STATED EXERCISE: Copy out the data below word for word, leaving out the pictures.

TASK MATERIAL:
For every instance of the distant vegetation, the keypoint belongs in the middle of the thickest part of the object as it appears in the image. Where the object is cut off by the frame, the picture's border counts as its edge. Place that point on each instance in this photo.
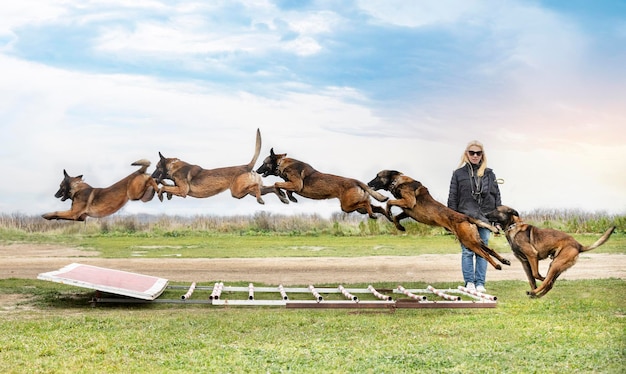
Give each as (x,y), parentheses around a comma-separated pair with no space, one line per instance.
(339,224)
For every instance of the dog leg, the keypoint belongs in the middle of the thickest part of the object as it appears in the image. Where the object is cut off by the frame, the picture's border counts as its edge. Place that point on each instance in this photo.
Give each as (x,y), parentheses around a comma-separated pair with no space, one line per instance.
(396,221)
(528,271)
(68,215)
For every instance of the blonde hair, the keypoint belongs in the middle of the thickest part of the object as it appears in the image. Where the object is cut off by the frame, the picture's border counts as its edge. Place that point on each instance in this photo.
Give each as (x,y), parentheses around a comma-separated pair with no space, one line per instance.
(465,160)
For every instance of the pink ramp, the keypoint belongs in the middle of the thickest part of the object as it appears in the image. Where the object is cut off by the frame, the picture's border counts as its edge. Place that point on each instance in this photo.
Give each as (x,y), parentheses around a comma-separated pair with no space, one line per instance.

OUTPUT OF THE EXERCISE:
For every instance of the distant vegetation, the keypoint belongs in the middle of the thickest part of the object as it appears in the image. Where the object is cut off by the frame, the picture's border counts as its edge. Place that point on each instance in this photo.
Give each as (x,y), parentheses around a comma-separated pair with no space, one line per instance.
(339,224)
For every instance of the dog leg, the keypoint belongs in the middle of the thickest part of the object as it appears in the image. Where the object is cut off by the frame, the picture's border counts as its edge. Place that point on each instance in this photo.
Give each as (x,y), parentheses around a comma-separated pair with no space, one line per instance.
(396,221)
(528,271)
(68,215)
For every instance of the blonde hair, the keypoint belongs in the middle of the thickest part of the object as it appears in the image. Where the object is cut off by the frame, the picture's border counts as its edge. Place that point on each instance in this photo.
Give each as (x,y), parentheses around a comma-separated pair with no space, one line per instance.
(465,160)
For every instance of the pink ramp, the keypoint belongs in the middle of the thickest part of the object as it appears in the image. Where the object is cut off by the frame, the picture's border counts as its edge. Place that point on each instance in this photo.
Give each as (x,y), parentheses around a comma-separated pair with no space, one line per instance.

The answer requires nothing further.